> _Required action_:
Lines that include the string "blurred" are the ones to copy from the entries below.

> _Record extracts_:
───
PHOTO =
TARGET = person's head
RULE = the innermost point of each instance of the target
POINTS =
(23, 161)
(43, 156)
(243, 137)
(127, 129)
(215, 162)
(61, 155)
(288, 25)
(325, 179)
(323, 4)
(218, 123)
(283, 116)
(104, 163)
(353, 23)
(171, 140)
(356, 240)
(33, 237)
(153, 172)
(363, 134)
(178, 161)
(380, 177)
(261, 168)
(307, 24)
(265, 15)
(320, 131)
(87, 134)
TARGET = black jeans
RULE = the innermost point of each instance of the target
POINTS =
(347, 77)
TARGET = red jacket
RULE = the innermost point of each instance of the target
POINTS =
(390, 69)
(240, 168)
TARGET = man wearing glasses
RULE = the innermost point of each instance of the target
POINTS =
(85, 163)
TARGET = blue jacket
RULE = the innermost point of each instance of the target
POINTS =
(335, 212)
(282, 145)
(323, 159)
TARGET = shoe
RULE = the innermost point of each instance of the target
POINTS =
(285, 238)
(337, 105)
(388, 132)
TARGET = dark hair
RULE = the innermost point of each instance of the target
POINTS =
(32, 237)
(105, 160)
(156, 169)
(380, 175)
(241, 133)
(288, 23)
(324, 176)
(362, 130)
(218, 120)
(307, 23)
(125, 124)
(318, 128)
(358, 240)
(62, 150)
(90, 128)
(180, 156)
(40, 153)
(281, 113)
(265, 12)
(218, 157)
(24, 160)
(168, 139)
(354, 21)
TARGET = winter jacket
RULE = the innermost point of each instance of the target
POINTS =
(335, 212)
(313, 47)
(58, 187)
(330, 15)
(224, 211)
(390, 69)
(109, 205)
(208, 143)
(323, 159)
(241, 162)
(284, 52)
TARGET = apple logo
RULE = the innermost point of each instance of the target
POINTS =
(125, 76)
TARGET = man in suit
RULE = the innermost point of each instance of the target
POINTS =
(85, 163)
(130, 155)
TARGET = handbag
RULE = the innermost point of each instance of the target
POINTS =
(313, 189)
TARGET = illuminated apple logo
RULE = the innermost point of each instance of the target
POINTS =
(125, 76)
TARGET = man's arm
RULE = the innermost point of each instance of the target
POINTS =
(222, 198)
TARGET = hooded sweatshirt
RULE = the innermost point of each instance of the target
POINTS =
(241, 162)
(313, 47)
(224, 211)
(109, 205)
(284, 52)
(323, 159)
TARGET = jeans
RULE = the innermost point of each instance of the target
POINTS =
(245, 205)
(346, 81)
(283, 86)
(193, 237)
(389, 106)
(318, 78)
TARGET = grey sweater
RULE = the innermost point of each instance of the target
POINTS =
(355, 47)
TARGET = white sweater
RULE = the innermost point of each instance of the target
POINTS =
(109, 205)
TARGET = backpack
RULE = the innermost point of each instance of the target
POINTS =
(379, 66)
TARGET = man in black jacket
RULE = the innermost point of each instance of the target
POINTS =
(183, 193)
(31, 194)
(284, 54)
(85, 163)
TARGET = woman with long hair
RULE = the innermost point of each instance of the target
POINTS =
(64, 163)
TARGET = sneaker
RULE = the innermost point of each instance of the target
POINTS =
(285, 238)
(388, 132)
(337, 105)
───
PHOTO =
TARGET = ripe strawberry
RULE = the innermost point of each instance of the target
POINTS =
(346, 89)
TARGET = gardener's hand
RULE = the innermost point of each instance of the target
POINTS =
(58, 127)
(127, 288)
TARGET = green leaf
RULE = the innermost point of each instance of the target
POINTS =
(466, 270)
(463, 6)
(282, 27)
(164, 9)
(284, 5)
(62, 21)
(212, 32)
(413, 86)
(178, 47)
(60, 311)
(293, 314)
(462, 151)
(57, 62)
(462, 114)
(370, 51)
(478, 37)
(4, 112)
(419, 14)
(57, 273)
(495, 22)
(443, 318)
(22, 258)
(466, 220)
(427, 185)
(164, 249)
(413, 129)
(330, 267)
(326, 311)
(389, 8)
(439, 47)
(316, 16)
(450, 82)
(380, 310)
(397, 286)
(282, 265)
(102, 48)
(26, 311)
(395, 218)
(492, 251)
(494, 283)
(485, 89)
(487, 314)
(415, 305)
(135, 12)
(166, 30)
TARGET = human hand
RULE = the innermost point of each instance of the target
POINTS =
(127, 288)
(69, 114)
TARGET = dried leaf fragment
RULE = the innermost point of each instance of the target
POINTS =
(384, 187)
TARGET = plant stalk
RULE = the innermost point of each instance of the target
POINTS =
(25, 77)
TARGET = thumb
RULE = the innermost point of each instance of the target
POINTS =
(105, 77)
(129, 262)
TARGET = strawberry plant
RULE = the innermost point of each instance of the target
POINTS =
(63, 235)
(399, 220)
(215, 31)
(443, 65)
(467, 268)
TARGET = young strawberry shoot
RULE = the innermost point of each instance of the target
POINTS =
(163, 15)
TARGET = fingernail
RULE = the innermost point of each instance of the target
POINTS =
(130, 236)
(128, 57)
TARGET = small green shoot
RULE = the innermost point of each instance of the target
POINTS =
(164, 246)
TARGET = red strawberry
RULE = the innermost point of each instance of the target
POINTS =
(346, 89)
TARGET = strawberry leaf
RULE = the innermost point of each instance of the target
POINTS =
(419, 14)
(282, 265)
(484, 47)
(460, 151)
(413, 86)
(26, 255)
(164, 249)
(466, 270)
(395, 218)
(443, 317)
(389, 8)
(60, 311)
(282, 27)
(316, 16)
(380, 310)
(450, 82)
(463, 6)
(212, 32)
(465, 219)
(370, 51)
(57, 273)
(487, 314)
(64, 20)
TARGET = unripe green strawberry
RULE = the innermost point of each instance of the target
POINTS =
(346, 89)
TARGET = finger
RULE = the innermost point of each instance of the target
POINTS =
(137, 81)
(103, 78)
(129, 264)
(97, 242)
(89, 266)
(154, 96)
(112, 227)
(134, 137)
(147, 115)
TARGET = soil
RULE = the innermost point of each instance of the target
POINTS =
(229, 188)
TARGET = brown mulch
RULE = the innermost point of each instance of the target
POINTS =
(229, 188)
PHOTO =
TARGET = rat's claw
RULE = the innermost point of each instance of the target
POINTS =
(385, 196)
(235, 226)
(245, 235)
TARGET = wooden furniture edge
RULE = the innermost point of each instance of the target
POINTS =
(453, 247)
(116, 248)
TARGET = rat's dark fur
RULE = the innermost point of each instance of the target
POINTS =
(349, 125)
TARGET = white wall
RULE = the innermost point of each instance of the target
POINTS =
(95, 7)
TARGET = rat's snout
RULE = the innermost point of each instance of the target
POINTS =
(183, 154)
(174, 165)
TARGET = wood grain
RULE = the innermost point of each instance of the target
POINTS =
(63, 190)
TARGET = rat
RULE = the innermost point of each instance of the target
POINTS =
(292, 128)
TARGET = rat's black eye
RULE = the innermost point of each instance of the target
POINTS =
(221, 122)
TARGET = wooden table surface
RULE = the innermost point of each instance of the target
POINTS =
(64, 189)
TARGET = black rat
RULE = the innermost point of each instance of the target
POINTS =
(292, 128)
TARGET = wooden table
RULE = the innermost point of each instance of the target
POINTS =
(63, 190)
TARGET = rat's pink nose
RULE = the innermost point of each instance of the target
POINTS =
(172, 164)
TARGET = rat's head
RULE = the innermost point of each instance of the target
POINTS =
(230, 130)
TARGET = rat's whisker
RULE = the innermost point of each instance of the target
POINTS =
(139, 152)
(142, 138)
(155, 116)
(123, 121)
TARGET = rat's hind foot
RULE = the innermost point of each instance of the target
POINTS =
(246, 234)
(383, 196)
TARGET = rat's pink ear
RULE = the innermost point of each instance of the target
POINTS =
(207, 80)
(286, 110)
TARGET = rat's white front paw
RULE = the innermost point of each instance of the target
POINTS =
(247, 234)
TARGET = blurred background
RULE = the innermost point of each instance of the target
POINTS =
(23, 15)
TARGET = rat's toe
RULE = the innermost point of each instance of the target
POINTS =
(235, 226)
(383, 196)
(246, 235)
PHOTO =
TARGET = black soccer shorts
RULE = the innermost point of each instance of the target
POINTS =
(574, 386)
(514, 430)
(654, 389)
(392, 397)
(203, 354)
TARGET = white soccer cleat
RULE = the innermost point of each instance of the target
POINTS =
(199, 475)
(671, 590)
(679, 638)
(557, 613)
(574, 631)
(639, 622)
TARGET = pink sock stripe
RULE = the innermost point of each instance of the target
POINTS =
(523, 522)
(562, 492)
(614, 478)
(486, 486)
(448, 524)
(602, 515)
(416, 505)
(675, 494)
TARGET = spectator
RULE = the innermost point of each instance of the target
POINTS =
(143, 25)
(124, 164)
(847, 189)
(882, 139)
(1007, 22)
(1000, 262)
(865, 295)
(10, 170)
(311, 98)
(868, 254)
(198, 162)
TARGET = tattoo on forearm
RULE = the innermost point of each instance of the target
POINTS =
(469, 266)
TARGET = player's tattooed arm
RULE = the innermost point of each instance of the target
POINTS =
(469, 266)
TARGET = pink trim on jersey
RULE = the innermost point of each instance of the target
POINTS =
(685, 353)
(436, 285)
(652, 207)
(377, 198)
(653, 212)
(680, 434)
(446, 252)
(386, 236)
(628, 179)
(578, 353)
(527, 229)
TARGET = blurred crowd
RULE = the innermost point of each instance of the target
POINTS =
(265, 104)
───
> _Result for this exercise_:
TARGET = blurred background
TARGET = blurred crowd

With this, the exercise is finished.